_Point localization data_
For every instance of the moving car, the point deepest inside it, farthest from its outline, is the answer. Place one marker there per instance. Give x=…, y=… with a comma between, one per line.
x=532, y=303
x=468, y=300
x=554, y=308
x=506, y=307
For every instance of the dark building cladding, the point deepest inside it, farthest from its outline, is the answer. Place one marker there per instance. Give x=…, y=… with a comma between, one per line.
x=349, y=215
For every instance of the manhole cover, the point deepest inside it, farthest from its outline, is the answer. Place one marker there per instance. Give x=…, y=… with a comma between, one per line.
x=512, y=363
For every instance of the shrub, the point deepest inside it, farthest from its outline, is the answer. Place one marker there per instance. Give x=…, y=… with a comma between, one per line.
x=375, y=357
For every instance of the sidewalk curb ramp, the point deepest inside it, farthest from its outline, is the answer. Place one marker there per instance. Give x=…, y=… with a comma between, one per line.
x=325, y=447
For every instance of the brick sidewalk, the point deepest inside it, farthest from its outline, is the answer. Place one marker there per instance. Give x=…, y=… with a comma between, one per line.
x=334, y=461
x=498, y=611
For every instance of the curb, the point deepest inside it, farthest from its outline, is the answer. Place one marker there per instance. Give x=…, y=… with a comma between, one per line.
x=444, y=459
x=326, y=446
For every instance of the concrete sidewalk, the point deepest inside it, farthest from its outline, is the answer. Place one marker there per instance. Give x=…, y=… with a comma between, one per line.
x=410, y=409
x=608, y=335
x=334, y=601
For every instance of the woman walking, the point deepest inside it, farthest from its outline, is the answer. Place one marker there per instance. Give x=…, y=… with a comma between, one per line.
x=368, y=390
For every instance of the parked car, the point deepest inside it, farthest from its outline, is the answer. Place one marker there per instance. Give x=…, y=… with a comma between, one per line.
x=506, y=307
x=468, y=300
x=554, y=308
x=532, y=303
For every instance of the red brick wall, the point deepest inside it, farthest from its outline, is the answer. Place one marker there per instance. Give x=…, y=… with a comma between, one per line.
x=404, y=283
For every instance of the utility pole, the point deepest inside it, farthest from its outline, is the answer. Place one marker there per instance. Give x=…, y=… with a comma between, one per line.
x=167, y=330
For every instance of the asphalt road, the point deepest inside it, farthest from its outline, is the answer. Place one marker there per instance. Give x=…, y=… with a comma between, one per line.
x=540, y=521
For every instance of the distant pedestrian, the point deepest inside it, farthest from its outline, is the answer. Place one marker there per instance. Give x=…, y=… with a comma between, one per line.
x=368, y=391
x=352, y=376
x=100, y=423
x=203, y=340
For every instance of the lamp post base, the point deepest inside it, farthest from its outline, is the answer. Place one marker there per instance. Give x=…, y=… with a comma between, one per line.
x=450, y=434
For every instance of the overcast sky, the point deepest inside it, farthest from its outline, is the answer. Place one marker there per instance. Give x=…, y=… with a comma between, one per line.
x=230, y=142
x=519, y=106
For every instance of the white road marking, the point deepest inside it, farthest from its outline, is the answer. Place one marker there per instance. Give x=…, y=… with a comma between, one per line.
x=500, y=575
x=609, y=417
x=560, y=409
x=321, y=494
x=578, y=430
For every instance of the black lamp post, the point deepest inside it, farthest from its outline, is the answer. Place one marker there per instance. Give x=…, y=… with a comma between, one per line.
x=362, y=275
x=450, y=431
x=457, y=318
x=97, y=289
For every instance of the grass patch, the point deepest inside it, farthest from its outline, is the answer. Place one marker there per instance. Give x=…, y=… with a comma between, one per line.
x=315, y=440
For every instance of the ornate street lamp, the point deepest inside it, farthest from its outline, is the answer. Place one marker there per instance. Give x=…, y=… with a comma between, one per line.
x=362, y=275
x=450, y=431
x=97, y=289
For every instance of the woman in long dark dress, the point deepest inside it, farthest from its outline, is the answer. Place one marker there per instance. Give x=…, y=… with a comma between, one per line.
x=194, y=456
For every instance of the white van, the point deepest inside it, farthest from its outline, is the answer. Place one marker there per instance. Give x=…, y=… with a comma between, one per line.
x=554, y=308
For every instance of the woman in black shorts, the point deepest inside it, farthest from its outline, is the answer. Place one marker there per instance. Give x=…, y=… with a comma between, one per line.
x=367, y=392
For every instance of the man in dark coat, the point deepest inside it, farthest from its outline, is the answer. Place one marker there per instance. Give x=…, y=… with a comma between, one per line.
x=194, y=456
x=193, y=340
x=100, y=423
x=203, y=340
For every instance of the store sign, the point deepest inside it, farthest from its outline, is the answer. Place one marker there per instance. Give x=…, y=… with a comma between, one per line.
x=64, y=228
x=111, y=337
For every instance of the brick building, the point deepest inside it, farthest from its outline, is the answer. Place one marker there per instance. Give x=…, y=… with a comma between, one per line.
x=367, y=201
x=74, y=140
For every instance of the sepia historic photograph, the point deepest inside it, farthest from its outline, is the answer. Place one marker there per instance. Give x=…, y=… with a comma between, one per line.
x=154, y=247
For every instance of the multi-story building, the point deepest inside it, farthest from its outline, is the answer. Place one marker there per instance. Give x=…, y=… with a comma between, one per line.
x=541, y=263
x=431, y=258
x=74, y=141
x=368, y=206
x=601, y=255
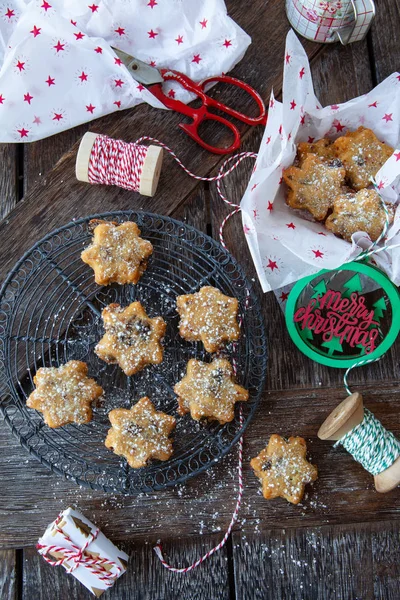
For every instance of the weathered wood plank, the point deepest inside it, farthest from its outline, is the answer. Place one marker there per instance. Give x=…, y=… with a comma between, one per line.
x=41, y=156
x=318, y=564
x=9, y=183
x=41, y=581
x=8, y=584
x=385, y=40
x=386, y=561
x=344, y=493
x=145, y=579
x=58, y=197
x=342, y=74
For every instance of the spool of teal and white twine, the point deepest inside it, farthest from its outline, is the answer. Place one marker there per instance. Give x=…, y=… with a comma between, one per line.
x=370, y=443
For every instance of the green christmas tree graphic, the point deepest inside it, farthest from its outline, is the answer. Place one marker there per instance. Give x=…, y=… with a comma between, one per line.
x=319, y=289
x=380, y=307
x=352, y=285
x=333, y=345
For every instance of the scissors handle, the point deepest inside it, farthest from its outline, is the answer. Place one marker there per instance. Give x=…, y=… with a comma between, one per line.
x=199, y=90
x=261, y=119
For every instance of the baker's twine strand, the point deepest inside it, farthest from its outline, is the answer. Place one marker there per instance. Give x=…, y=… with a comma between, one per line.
x=371, y=444
x=158, y=547
x=76, y=555
x=114, y=162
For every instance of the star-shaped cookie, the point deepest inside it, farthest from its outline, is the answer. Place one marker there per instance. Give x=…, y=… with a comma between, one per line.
x=362, y=155
x=315, y=185
x=140, y=433
x=64, y=394
x=283, y=469
x=360, y=211
x=132, y=339
x=208, y=316
x=209, y=390
x=117, y=254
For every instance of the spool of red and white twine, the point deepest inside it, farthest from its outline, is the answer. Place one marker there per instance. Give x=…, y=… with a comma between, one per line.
x=103, y=160
x=75, y=557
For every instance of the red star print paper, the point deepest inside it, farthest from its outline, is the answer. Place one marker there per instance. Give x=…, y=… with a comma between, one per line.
x=284, y=245
x=58, y=69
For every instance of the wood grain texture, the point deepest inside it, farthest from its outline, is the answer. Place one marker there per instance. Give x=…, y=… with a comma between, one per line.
x=385, y=39
x=342, y=74
x=324, y=563
x=386, y=561
x=41, y=156
x=9, y=183
x=43, y=582
x=344, y=492
x=145, y=579
x=58, y=197
x=8, y=586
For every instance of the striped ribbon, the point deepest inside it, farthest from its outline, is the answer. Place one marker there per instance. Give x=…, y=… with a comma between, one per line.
x=371, y=444
x=76, y=556
x=158, y=548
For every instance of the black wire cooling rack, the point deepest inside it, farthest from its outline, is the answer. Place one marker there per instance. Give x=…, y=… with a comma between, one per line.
x=50, y=310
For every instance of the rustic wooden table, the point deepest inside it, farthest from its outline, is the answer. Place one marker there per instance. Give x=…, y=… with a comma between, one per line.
x=343, y=542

_Goal of the exercise_
I'd like the data above duplicated exactly, with no pictures included.

_Solution_
For every instance of the moving car, the point deepest inside it, farthest from its outline, is the answer. Place one marker there per instance. Give x=…, y=… with a comma between, one per line.
x=532, y=303
x=468, y=300
x=554, y=308
x=506, y=307
For every instance of the dark building cladding, the point deepest inside it, farthest from its outline, is the answer. Place one marker there per instance. Give x=…, y=… with a comma between, one per line.
x=349, y=215
For every instance of the manhole cover, the point deepest inside it, farthest from its outline, is the answer. Place one marker there per instance. Give x=…, y=… with a comma between, one per line.
x=512, y=363
For every instance of the shrub, the point deepest inside it, farthest from its outline, is the answer. Place one marker there per instance. Give x=…, y=… with a comma between, one per line.
x=375, y=357
For every instance of the sidewalk curb ramp, the point deepest inside it, farthest from its outline, is the answer. Place one marker there per instance. Give x=…, y=… with a comma between, one per line.
x=325, y=447
For every instance of the brick sidewalk, the point deepest inside it, farthest from its outline, is the answer. Place one marker there per instance. Give x=…, y=… with a comma between, one per line.
x=334, y=461
x=498, y=611
For every instance of the curb, the point deepest inside it, farthest from its outline, is the answer. Place one marker there per instance. Give x=…, y=… with a comma between, one per line.
x=444, y=459
x=326, y=446
For every instance of the concrete sidewalk, the point deepest inside it, farthest from its outline, is the answer. Place one marker there per instance. Give x=…, y=… with a comma between, one per line.
x=410, y=409
x=608, y=335
x=334, y=601
For every instance of the woman walking, the point deepest inside it, farthest from its outline, is the answer. Place one marker there per instance. Give x=…, y=… with a comma between, one per line.
x=368, y=390
For every instance of the parked car, the point deepest inside it, farthest from its outline, is the answer. Place one marker there per instance. Give x=…, y=… with a comma between, one per line.
x=506, y=307
x=468, y=300
x=554, y=308
x=532, y=303
For every instance of the red brick wall, the point deepest inside it, farthest from its outline, is the answer. Place one marker there per instance. Give x=…, y=… with a comma between, one per line.
x=404, y=283
For every instance of the utility pole, the point deepest inside it, farthest from its outline, is the answer. Place one marker there per instance. Give x=…, y=… with a comma between, one per line.
x=167, y=330
For every instance of the asphalt road, the point deepest inside it, farthest from its outline, is the answer. Place one marker there per instance. Give x=…, y=… with a comma between, one per line.
x=540, y=521
For every instance of the distant pedestrian, the point deepest inside it, farthest from its outline, is the answer. Place one marker there per instance. Give x=…, y=… with a comma between, one per line.
x=368, y=391
x=352, y=376
x=100, y=423
x=203, y=340
For every instance of the lamp post base, the point deepest inside it, farthest from its outline, is the answer. Place one marker there per instance. Give x=…, y=… with a comma between, one per line.
x=450, y=434
For every instance of the overcast sky, the point deepest inside it, farthest from its outline, is the answer. Place one marker there per instance. Give x=…, y=… with a comma between, one per line.
x=230, y=142
x=519, y=106
For every instance of the white road marking, the point deepest inside it, farthest from its outline, is the answer. Place one marker there per instance. Give x=…, y=… with a comma between, one per line.
x=500, y=575
x=609, y=417
x=560, y=409
x=321, y=494
x=578, y=430
For every instance of the black lamp post, the point deepest inside it, farthest from its outline, is the answer. Place one marker there per instance. Give x=…, y=… with a comma between, one per line.
x=362, y=275
x=450, y=431
x=457, y=318
x=97, y=289
For every instance of the grass patch, the point deepest inside it, farthest from its outline, is the answer. Place one marker there per instance. Give x=…, y=… with a comma between, one per line.
x=315, y=440
For every instance of the ornate street lamp, the point deepest inside it, farthest from its outline, is the answer. Place one marker there per instance. Give x=…, y=… with a comma between, one per line.
x=362, y=275
x=450, y=431
x=97, y=289
For every instance of the woman in long dark dress, the point deepest inside it, farthest from its outline, is the answer. Place one marker there per instance. Give x=…, y=… with a comma between, one per line.
x=194, y=456
For every instance of the white van, the point deepest inside it, farthest from its outline, is the answer. Place one marker there per instance. Give x=…, y=… with a comma between, one per line.
x=554, y=308
For every instance of the woman in black shorts, the point deepest inside it, farthest from its outline, is the answer. Place one marker there per instance. Give x=…, y=… with a comma between, one per line.
x=367, y=392
For every instance of the man in dark coat, the point deepest inside it, farthest from its outline, is the answer. Place one marker there per instance. Give x=…, y=… with a comma between, one per line.
x=194, y=456
x=193, y=340
x=100, y=423
x=203, y=340
For every instance of the store sign, the point deepest inside it, farthest from its outline, is the answer. Place one marker there per instance. Give x=…, y=… with a comma between, one per line.
x=64, y=228
x=111, y=337
For every instance of the brick building, the point deepest inside it, farthest from its outline, is the answer. Place one marker there per instance. Give x=…, y=… with a comma between, one per line.
x=367, y=201
x=74, y=140
For every instance of the sepia historic photograph, the point deepest inside it, farthest from its outline, is the answer. Place one marker there per instance. Give x=…, y=… with a comma between, one per line.
x=154, y=247
For every instance of the multi-story building, the point deepest inside it, farthest from its outline, is the answer. Place one marker there per instance. Give x=…, y=… with a comma between, one per line.
x=541, y=263
x=431, y=258
x=74, y=141
x=368, y=206
x=601, y=255
For every instance of the weathered wood plank, the point deepest inside it, farthest from its outline, is the answer. Place one marker there per instance. Give x=…, y=… with a comma between, one per line.
x=41, y=156
x=318, y=564
x=9, y=183
x=41, y=581
x=8, y=584
x=385, y=40
x=386, y=561
x=344, y=493
x=145, y=579
x=58, y=197
x=342, y=74
For every instance of the spool of teal and white twine, the point deepest inside it, farthest from its outline, is the answer. Place one marker there per instance. Give x=…, y=… with a comma between, one per line.
x=370, y=443
For every instance of the green christmas tree graphic, the point deepest inside it, farthest from its outline, is the answer. Place one marker there per instance. Give x=…, y=… with a comma between, one per line.
x=319, y=289
x=380, y=307
x=352, y=285
x=333, y=345
For every instance of the scissors handle, the point deepest inside it, farthest from its outline, is the answer. Place one marker there per instance. Give x=…, y=… with a comma between, one per line.
x=199, y=90
x=261, y=119
For every instance of the baker's twine strand, the point deepest inside it, farthest from its outline, is the answer. Place one marker there per instance. Give x=…, y=… with a comma between, one per line.
x=371, y=444
x=158, y=547
x=76, y=555
x=114, y=162
For every instance of the star-shaped cookie, the point deepest inside it, farthest from its outline, is the answer. Place one marker there per instance. Give x=…, y=… with a comma between, one per line.
x=362, y=155
x=315, y=185
x=140, y=433
x=64, y=394
x=283, y=469
x=360, y=211
x=132, y=339
x=208, y=316
x=209, y=390
x=117, y=254
For every instance of the spool of red and white twine, the point deepest inside it, farthest from its outline, is the answer. Place one marker there per instance. Give x=…, y=… with a comma between, one per line.
x=103, y=160
x=75, y=557
For every instance of the red star print paper, the point deepest inside it, farthest from its outline, is the answer. Place one marker there per instance. Give x=…, y=… with a comma between, one per line.
x=284, y=245
x=58, y=69
For every instance of the wood grain texture, the point deepest inside it, farthest from its outline, is the answer. Place one marker there per instance. Give x=…, y=… with a comma between, one per line.
x=385, y=39
x=342, y=74
x=324, y=563
x=386, y=561
x=41, y=156
x=9, y=183
x=43, y=582
x=344, y=492
x=145, y=579
x=58, y=197
x=8, y=586
For every instance of the striped ribbon, the point deepest inside it, farthest from its outline, is the answer. Place one marker there per instance. Give x=…, y=… with a comma between, one per line.
x=371, y=444
x=76, y=556
x=158, y=548
For every instance of the black wire cooling rack, the point deepest inside it, farthest from its outline, is the answer. Place one marker there per instance. Give x=…, y=… with a comma between, one per line.
x=50, y=310
For every instance of the rustic wooden table, the point deepest inside it, farthest from its outline, is the answer. Place one marker there per instance. Give x=…, y=… with a comma between, one per line.
x=343, y=542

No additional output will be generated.